Simulation / Modeling / Design

Inside NVIDIA Grace CPU: NVIDIA Amps Up Superchip Engineering for HPC and AI

NVIDIA Grace CPU is the first data center CPU developed by NVIDIA. It has been built from the ground up to create the world’s first superchips

Designed to deliver excellent performance and energy efficiency to meet the demands of modern data center workloads powering digital twins, cloud gaming and graphics, AI, and high-performance computing (HPC), NVIDIA Grace CPU features 72 Armv9 CPU cores that implement Arm Scalable Vector Extensions version two (SVE2) instruction set. The cores also incorporate virtualization extensions with nested virtualization capability and S-EL2 support. 

NVIDIA Grace CPU is also compliant with the following Arm specifications: 

  • RAS v1.1 Generic Interrupt Controller (GIC) v4.1
  • Memory Partitioning and Monitoring (MPAM)
  • System Memory Management Unit (SMMU) v3.1

Grace CPU was built to pair with either the NVIDIA Hopper GPU to create the NVIDIA Grace CPU Superchip  for large-scale AI training, inference, and HPC, or with another Grace CPU to build a high-performance CPU to meet the needs of HPC and cloud computing workloads. 

Read on to learn about the key features of Grace CPU.

High-speed chip-to-chip interconnect with NVLink-C2C 

Both the Grace Hopper and Grace Superchips are enabled by the NVIDIA NVLink-C2C high-speed chip-to-chip interconnect, which serves as the backbone for the superchip communication. 

NVLink-C2C extends NVIDIA NVLink used to connect multiple GPUs in a server and, with NVLink Switch System, multiple GPU nodes.

With 900 GB/s of raw bidirectional bandwidth between dies on the package, NVLink-C2C provides 7x the bandwidth of a PCIe Gen 5 x16 link (the same bandwidth that is available between NVIDIA Hopper GPUs when using NVLink) and with lower latency. NVLink-C2C also requires just 1.3 picojoules/bit transferred, which is more than 5x the energy efficiency of PCIe Gen 5. 

NVLink-C2C is also a coherent interconnect, which enables coherency when programming both a standard coherent CPU platform using the Grace CPU Superchip, as well as a heterogeneous programming model with the Grace Hopper Superchip.  

Standards-compliant platforms with NVIDIA Grace CPU

NVIDIA Grace CPU Superchip is built to provide software developers with a standards-compliant platform. Arm provides a set of specifications as part of its Arm SystemReady initiative, which aims to bring standardization to the Arm ecosystem. 

Grace CPU targets the Arm system standards to offer compatibility with off-the-shelf operating systems and software applications, and Grace CPU will take advantage of the NVIDIA Arm software stack from the start. 

Grace CPU also complies with the Arm Server Base System Architecture (SBSA) to enable standards-compliant hardware and software interfaces. In addition, to enable standard boot flows on Grace CPU-based systems, Grace CPU has been designed to support Arm Server Base Boot Requirements (SBBR). 

For cache and bandwidth partitioning, as well as bandwidth monitoring, Grace CPU also supports Arm Memory Partitioning and Monitoring (MPAM).
- - -
_Stated task A_
In the records, write out the lines as a numbered list, starting at the line that contains "Where on the screen is the rocky peak?" and ending with the line that contains "[704, 576, 965, 799]". Skip any blank lines.

Entries on locating named items
- - -
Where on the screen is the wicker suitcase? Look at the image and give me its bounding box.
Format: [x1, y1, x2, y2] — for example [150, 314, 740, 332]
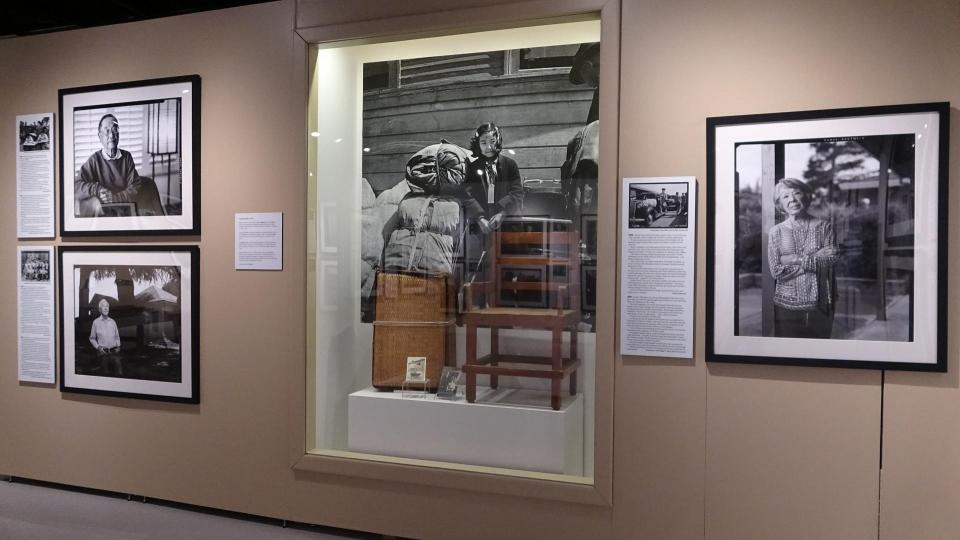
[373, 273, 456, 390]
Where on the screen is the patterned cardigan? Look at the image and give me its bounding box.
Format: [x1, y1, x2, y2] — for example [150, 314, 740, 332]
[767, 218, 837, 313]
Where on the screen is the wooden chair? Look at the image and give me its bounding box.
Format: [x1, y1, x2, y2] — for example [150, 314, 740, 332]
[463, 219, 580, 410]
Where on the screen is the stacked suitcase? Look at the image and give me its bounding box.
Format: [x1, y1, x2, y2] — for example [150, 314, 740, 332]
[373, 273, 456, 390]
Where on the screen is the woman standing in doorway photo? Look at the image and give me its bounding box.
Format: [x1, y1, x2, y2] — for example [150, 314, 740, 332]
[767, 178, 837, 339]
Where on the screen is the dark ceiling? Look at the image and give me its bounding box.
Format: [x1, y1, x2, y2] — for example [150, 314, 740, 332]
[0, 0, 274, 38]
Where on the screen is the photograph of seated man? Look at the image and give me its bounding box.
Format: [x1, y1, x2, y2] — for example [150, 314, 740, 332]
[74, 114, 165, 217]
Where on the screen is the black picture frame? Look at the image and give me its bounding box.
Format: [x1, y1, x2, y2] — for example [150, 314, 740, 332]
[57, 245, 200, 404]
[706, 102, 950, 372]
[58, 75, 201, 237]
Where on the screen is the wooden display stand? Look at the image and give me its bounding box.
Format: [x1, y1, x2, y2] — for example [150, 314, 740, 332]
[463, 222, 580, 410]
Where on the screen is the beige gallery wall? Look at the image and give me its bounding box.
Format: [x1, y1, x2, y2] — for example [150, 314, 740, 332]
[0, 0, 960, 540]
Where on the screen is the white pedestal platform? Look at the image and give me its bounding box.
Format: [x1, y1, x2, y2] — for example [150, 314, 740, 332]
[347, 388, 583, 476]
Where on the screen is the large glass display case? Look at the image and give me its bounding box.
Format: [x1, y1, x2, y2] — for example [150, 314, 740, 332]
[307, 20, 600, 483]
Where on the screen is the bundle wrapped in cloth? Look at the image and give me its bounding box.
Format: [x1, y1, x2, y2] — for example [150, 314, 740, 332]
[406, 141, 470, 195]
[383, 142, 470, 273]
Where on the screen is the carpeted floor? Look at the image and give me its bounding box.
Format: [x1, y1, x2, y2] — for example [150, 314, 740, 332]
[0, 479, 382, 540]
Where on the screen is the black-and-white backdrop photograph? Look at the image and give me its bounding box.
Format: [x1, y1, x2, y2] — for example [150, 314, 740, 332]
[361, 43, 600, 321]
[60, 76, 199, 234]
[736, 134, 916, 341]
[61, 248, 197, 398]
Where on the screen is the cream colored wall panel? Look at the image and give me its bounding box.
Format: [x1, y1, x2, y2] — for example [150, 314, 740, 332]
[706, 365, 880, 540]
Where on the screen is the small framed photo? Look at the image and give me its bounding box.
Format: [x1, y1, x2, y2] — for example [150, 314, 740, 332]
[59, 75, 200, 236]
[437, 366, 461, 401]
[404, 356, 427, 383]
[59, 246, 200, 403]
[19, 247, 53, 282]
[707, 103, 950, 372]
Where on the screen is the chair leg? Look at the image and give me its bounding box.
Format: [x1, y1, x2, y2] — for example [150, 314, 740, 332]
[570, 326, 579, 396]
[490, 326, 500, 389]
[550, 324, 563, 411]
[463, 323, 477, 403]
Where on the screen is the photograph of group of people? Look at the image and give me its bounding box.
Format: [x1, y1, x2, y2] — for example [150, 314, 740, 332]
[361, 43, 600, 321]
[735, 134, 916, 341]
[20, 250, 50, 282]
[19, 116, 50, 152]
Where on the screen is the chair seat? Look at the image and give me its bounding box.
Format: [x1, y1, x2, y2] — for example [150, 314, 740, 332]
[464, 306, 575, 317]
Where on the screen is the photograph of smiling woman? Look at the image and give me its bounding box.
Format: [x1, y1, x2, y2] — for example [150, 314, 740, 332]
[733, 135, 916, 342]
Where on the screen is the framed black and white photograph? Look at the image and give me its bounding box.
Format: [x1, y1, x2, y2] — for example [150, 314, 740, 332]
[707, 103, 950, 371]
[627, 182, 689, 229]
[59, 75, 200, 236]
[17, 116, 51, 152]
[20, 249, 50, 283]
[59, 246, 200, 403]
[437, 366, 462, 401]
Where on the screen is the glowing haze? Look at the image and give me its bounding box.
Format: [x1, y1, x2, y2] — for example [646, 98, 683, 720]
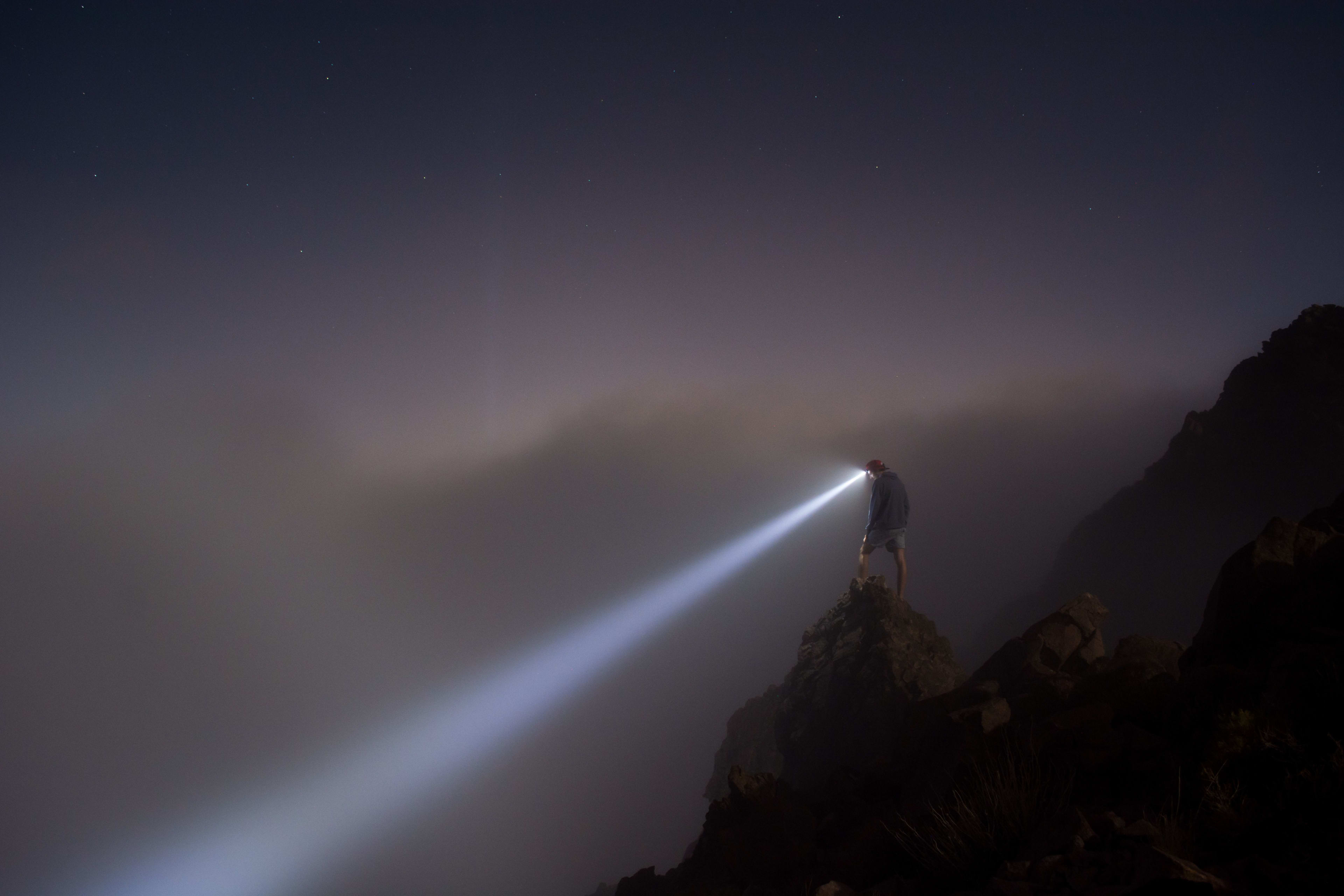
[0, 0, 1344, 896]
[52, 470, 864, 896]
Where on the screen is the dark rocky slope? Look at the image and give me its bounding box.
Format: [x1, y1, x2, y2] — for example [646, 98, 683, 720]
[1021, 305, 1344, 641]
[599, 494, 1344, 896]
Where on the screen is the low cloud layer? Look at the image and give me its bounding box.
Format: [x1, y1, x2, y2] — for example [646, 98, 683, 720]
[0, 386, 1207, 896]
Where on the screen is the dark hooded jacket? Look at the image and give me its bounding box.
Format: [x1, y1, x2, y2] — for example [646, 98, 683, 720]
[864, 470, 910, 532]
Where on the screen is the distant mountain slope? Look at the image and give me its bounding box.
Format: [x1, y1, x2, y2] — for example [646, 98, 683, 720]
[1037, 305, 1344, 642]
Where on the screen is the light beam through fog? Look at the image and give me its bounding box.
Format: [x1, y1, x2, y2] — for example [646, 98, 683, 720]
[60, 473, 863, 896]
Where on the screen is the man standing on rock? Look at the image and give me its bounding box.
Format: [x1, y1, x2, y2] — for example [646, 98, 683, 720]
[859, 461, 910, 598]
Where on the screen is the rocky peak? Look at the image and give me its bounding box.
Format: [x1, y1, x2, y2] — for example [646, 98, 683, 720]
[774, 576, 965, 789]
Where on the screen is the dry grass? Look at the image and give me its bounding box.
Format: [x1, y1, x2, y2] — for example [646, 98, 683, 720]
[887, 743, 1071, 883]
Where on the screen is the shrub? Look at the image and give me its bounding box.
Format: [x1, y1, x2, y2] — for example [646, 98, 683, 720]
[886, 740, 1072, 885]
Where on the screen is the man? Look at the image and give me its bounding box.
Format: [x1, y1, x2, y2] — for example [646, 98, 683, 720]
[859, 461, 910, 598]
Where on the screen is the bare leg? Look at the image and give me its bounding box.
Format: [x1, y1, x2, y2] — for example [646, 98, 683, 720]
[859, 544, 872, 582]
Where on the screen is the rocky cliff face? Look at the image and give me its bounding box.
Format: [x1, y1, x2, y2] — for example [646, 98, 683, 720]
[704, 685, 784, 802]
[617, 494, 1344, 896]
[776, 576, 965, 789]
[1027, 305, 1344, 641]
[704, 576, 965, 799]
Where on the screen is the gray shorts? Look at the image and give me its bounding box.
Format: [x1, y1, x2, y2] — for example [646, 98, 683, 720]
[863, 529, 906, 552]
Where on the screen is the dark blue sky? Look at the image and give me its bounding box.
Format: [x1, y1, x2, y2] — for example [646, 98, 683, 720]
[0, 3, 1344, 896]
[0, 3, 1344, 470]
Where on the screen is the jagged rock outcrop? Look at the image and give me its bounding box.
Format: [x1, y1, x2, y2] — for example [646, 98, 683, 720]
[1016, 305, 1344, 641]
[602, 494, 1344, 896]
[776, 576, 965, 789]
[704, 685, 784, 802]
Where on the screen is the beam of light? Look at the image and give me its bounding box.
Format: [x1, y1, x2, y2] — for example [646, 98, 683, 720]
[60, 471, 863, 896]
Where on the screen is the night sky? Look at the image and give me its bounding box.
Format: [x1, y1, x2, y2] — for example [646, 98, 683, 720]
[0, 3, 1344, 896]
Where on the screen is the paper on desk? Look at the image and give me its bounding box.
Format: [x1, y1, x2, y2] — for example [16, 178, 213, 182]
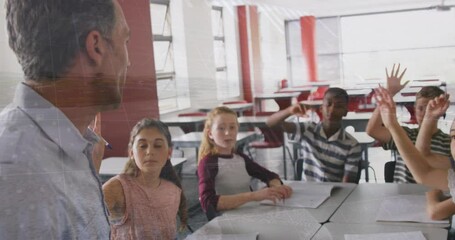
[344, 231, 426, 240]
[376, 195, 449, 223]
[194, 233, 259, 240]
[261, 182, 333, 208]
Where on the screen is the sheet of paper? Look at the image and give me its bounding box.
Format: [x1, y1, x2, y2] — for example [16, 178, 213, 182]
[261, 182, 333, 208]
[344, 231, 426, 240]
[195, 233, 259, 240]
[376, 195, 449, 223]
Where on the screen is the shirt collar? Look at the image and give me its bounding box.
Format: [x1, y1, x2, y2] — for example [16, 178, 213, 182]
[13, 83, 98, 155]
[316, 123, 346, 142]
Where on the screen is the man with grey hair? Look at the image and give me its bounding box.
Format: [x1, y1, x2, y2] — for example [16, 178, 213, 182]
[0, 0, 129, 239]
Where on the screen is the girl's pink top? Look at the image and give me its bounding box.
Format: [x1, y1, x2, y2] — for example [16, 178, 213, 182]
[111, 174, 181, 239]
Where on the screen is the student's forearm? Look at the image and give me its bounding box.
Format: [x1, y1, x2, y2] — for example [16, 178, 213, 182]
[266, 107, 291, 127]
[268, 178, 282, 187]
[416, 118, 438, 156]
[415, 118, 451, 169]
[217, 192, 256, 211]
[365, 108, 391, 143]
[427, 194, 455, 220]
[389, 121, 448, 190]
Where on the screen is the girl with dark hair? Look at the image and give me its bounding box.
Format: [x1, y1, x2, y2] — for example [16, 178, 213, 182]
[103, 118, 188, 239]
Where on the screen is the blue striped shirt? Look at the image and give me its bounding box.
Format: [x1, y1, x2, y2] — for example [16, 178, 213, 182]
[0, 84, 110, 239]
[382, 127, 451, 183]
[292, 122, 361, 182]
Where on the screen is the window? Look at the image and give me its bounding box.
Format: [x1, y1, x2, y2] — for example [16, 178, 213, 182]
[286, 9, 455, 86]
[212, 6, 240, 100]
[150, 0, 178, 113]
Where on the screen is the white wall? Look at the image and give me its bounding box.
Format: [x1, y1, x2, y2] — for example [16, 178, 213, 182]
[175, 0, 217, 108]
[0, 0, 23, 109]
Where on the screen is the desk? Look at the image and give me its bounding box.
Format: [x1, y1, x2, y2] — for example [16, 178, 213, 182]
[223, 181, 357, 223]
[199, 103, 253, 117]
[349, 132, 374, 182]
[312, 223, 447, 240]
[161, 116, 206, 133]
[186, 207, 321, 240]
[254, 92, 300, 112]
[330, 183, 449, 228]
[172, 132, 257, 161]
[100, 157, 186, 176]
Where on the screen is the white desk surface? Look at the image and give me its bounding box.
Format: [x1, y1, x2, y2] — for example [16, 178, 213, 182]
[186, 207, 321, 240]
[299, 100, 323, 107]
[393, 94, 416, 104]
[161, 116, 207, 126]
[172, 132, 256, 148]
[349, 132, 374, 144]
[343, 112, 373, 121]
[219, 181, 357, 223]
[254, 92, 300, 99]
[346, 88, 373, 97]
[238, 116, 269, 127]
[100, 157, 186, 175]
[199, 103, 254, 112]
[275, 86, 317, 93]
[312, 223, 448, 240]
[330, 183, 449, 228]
- - -
_Stated task B_
Rewrite the Grace CPU article from the words "Grace CPU was" through the words "of Grace CPU.", changing "workloads" to "applications".

_Problem solution A_
1. Where on the screen is the rocky peak? Look at the image and give me its bounding box.
2. Format: [x1, y1, x2, y2] — for example [646, 98, 683, 720]
3. [774, 576, 965, 789]
4. Where on the screen is the dry grass? Look at the image and give me its bounding box.
5. Format: [x1, y1, x2, y2] — for example [646, 98, 683, 720]
6. [887, 743, 1071, 883]
7. Where on the screen is the shrub? Look at the image and give me its bounding box.
8. Format: [x1, y1, x2, y2] — for example [646, 98, 683, 720]
9. [886, 740, 1072, 885]
10. Where on the screen is the man? Look at the image and give me its bounding box.
11. Format: [x1, y1, x2, y2] — for example [646, 98, 683, 720]
12. [859, 461, 910, 598]
13. Where on the screen is the bare leg? Look at the image and give me its bounding box.
14. Format: [x1, y1, x2, y2] — for example [646, 98, 683, 720]
15. [859, 544, 872, 582]
16. Where on the screen is the rocky cliff face? Look at the image and give me its bounding box.
17. Format: [x1, y1, x2, y2] — for example [646, 98, 683, 720]
18. [704, 685, 784, 802]
19. [617, 494, 1344, 896]
20. [776, 576, 965, 789]
21. [1027, 305, 1344, 641]
22. [704, 576, 965, 799]

_Problem solution B_
Grace CPU was built to pair with either the NVIDIA Hopper GPU to create the NVIDIA Grace CPU Superchip  for large-scale AI training, inference, and HPC, or with another Grace CPU to build a high-performance CPU to meet the needs of HPC and cloud computing applications. 

Read on to learn about the key features of Grace CPU.